Location labeling records:
#####

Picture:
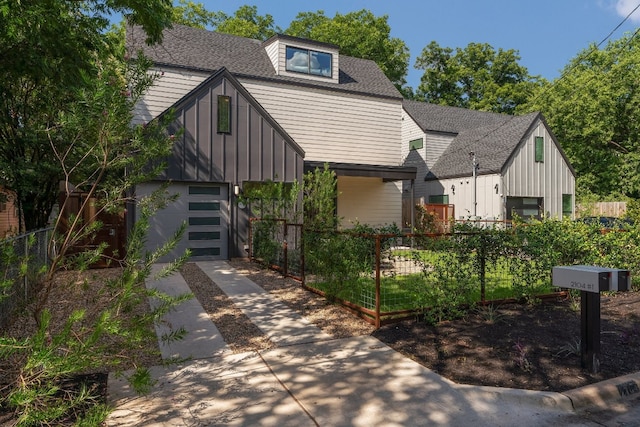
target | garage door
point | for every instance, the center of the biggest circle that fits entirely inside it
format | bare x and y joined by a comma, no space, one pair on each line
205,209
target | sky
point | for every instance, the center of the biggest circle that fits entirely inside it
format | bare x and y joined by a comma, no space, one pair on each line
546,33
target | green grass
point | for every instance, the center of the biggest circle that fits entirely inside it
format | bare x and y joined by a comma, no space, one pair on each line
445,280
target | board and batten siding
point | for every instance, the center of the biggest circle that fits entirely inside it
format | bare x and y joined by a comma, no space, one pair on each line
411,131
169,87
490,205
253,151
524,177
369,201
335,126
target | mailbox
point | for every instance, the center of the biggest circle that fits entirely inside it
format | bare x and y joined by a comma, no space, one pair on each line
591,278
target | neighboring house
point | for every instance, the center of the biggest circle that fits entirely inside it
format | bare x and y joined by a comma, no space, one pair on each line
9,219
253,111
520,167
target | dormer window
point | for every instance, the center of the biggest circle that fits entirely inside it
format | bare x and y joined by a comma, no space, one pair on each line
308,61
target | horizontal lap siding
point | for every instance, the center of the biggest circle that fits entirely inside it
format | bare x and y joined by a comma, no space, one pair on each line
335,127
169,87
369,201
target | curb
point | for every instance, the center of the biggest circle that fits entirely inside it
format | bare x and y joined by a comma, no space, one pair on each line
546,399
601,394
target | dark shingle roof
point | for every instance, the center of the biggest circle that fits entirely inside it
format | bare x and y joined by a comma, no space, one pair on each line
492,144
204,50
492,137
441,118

#####

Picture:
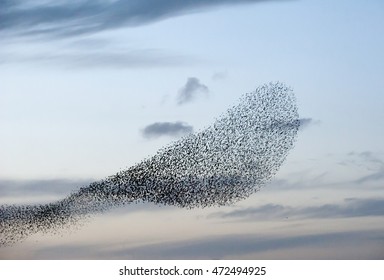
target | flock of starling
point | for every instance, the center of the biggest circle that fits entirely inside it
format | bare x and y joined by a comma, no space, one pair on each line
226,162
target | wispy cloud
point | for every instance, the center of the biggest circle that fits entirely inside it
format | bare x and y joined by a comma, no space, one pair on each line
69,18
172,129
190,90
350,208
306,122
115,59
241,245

#####

_Prompt_
Filter the material above, copying every line that contains the string "siding".

_Written response_
target | board and batten siding
target | horizontal lap siding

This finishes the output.